Texte source:
--
Fiction et "Présence du Futur" auront donné le véritable coup d'envoi à une littérature de Science-Fiction française rénovée et littérairement exigeante. Il convient de ne pas négliger non plus le travail effectué par la revue Satellite et par des revues ronéotées qu'on n'appelle pas encore des fanzines comme le Petit Silence Illustré et Ailleurs, animées respectivement par Jacques Sternberg et Pierre Versins, tous deux auteurs, amateurs et critiques du genre.

Au total, la production française des années 50 et 60 sera quantitativement et qualitativement impressionnante. C'est, de plus, presque le seul domaine où la nouvelle conservera droit de cité et audience fidèle. La nouvelle a toujours tenu dans la Science-Fiction en général, et française en particulier, une place privilégiée qui contraste avec la presque disparition de ce format littéraire dans l'édition. Peut-être faut-il en chercher une raison dans la situation d'auteurs que l'étroitesse des débouchés empêchait de vivre de leur plume et qui se trouvaient contraints de produire leurs œuvres en peu de temps et sur peu de pages. Sans doute faut-il y voir aussi la marque d'éditeurs vigilants dont le principal fut Alain Dorémieux qui pouvait accueillir des nouvelles dans Fiction et notamment dans les numéros spéciaux de cette revue, et qui contribua beaucoup à constituer une tradition française et à assurer sa pérennité.
--
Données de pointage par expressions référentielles
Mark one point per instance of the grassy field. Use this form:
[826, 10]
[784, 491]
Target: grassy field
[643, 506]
--
Consignes de travail:
Indiquez s'il vous plaît si chacun des énoncés suivants concorde avec le texte sur la science-fiction française, en répondant par oui ou non et en citant fidèlement les mots du texte qui tranchent.
1. Le Petit Silence Illustré était animé par Jacques Sternberg.
2. La nouvelle a presque disparu de la Science-Fiction française.
3. Alain Dorémieux pouvait publier des nouvelles dans Fiction.
Les enregistrements n'ont aucun lien avec le texte.

Réponse attendue:
1. Oui : « comme le Petit Silence Illustré et Ailleurs, animées respectivement par Jacques Sternberg et Pierre Versins »
2. Non : « La nouvelle a toujours tenu dans la Science-Fiction en général, et française en particulier, une place privilégiée »
3. Oui : « Alain Dorémieux qui pouvait accueillir des nouvelles dans Fiction »